___ Provided material ___

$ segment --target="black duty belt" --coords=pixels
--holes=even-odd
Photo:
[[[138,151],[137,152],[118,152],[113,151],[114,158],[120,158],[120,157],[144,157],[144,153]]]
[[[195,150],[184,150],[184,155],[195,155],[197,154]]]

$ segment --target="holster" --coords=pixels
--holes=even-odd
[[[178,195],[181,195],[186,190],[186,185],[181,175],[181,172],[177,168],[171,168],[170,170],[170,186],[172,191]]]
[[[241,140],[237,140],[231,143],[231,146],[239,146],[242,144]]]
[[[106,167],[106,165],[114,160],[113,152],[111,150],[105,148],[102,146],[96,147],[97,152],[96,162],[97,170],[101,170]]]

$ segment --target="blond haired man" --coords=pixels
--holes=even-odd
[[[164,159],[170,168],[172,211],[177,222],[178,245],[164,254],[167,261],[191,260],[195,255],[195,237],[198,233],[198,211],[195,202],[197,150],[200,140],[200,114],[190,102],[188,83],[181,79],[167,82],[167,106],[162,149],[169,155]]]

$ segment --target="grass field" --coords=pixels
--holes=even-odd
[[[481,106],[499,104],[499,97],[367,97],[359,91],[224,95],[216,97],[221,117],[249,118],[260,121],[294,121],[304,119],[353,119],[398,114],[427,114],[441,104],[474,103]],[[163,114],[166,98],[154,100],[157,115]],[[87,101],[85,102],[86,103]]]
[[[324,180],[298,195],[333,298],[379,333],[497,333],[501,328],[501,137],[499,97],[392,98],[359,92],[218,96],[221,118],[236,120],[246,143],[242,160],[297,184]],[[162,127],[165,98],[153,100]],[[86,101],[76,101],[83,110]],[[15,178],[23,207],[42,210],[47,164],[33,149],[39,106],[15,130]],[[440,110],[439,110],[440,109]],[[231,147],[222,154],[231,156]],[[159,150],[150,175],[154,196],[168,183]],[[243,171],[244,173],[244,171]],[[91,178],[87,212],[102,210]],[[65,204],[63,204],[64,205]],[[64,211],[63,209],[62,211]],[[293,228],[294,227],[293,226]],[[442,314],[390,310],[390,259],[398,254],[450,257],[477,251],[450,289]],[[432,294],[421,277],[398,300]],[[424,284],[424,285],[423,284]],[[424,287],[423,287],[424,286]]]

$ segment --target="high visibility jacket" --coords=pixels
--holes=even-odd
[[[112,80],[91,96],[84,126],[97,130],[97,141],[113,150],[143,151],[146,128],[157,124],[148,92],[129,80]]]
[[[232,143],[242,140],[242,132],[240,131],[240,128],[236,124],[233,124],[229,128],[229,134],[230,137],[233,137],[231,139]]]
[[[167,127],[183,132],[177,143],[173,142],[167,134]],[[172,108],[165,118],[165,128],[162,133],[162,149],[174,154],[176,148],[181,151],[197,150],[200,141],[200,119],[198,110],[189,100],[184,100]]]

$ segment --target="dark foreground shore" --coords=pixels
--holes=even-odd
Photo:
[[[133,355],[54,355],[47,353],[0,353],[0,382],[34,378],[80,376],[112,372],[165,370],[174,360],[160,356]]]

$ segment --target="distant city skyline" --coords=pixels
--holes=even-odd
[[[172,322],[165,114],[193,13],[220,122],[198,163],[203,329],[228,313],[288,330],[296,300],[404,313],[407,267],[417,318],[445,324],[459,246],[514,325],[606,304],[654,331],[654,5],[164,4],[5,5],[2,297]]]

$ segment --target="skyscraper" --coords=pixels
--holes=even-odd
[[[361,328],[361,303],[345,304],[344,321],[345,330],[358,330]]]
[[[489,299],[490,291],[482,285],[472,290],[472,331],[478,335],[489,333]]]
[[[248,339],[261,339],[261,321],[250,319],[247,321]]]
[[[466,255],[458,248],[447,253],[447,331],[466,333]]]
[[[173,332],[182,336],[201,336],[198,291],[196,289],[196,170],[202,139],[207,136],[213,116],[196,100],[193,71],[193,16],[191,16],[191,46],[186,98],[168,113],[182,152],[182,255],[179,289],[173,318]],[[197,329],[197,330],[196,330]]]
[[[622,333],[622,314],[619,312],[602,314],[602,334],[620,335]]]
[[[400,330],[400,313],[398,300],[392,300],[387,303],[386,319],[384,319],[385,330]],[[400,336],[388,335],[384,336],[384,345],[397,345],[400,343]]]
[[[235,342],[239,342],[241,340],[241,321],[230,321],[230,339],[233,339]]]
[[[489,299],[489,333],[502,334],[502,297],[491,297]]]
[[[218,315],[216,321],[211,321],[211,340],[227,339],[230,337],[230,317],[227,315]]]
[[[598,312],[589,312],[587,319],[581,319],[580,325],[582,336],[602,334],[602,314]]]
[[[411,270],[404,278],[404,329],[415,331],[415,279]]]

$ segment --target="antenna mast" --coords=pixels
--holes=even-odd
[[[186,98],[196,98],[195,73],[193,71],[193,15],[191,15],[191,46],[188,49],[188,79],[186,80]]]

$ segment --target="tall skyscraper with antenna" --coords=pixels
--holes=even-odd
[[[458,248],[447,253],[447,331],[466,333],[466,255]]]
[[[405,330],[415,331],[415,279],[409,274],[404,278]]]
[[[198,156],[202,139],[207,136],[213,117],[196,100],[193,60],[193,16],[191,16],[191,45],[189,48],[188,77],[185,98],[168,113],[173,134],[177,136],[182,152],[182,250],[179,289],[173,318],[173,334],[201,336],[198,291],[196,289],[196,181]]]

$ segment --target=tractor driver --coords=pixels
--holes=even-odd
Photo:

___

How many lines in the data above contain the string "coords"? Reply with the number alone.

11